___ Page excerpt ___
# Orlando 3 bed April 20th 7 nights



## bogof1 (Mar 6, 2018)

hello everyone
Looking for a good quality 3 bed place in Orlando beginning 20th April for 7 nights (dates are fixed).We're taking our daughter and her infant son, the third bedroom is to help her out !
 A 3 bed prez at Bonnet Creek would be great but I realise that might be stretching it but if you dont ask, you dont get....
Thanks for looking and/or trying

Nigel


----------



## chapjim (Mar 6, 2018)

Unless someone has an existing reservation that works for you, here's what's available at Wyndham's Orlando resorts:

1) 2BR lock offs at either Star Island or Cypress Palms.  Don't know prices because both have upgrade possibilities but I can't tell what kind of unit would upgrade to the 2BR LOs until I try it.  (Thanks, Wyndham, for such an owner-friendly website!)
2) 3BR at Reunion.  I'll PM you the price.  It's over the LMR limit.

There's a note on the Reunion page that some of the units might not have operable washers & dryers.  I'm guessing that with an infant, you'd want those.  I'm also guessing that if you set an infant on the check-in counter, they might be able to come up with a unit with an operable washer/dryer.  I could be wrong!

Update:  The 2BR Lock Off at Star Island would run $600.  The floor plan is attached.

I can't reach the 2BR LOs at Cypress Palms.  There is a 2BR Deluxe, a 2BR Lock Off, and a 2BR Deluxe Lock Off available.  There are also three different 1BR units.  Any of the 1BR units can upgrade to the 2BR Deluxe but not to either of the lock offs.  The 2BR Deluxe will not upgrade to either 2BR LO.  In Wyndham's bizarro world, a 2BR Deluxe Lock Off is not an upgrade from a 2BR Deluxe, despite the fact that it costs almost 40% more.
___ Data shown ___
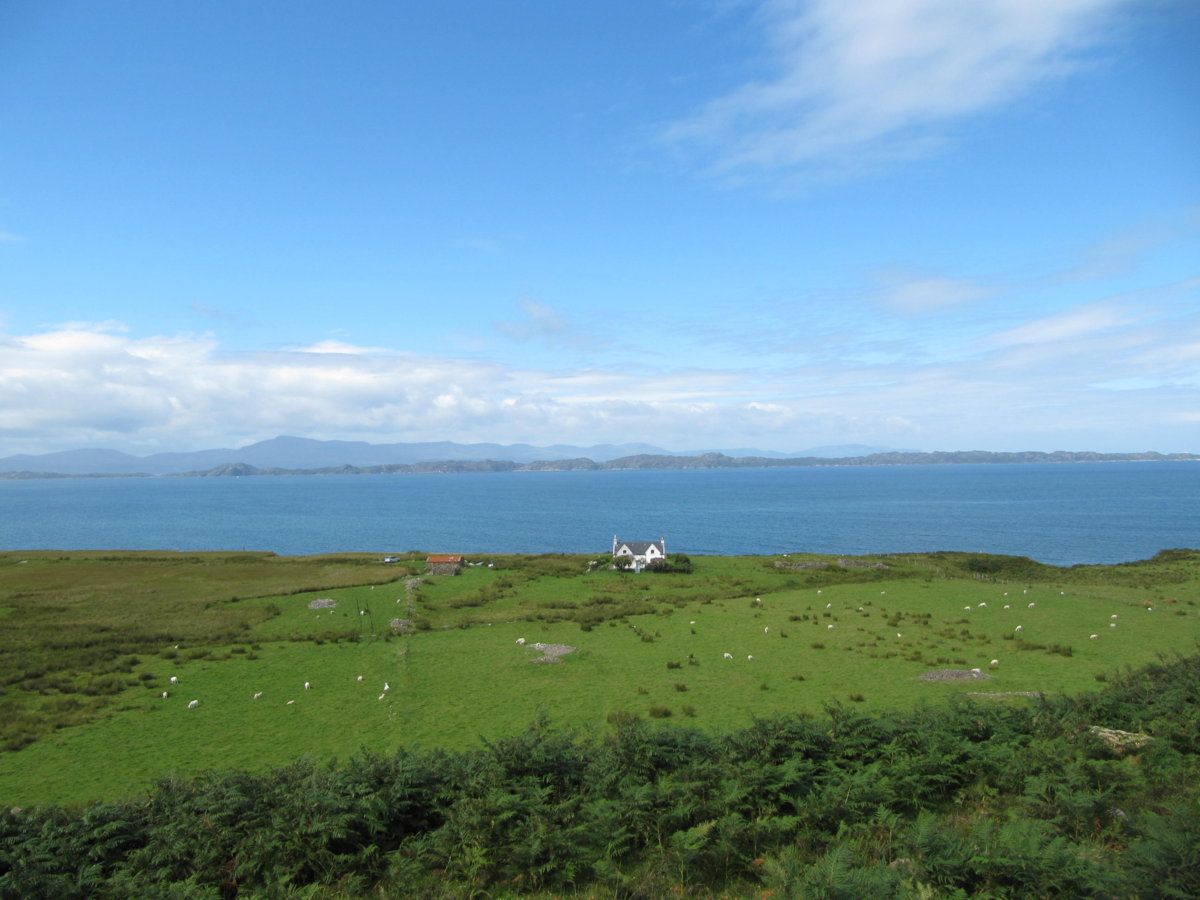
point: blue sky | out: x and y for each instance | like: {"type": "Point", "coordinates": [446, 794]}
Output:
{"type": "Point", "coordinates": [913, 223]}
___
| Task set |
1. Name every resort that the Orlando rental thread mentions.
2. Rewrite the Orlando rental thread from "There's a note" to "plan is attached.", putting "working" in place of each "operable".

| Responses to the tasks |
1. Bonnet Creek, Star Island, Cypress Palms, Reunion

2.
There's a note on the Reunion page that some of the units might not have working washers & dryers.  I'm guessing that with an infant, you'd want those.  I'm also guessing that if you set an infant on the check-in counter, they might be able to come up with a unit with an working washer/dryer.  I could be wrong!

Update:  The 2BR Lock Off at Star Island would run $600.  The floor plan is attached.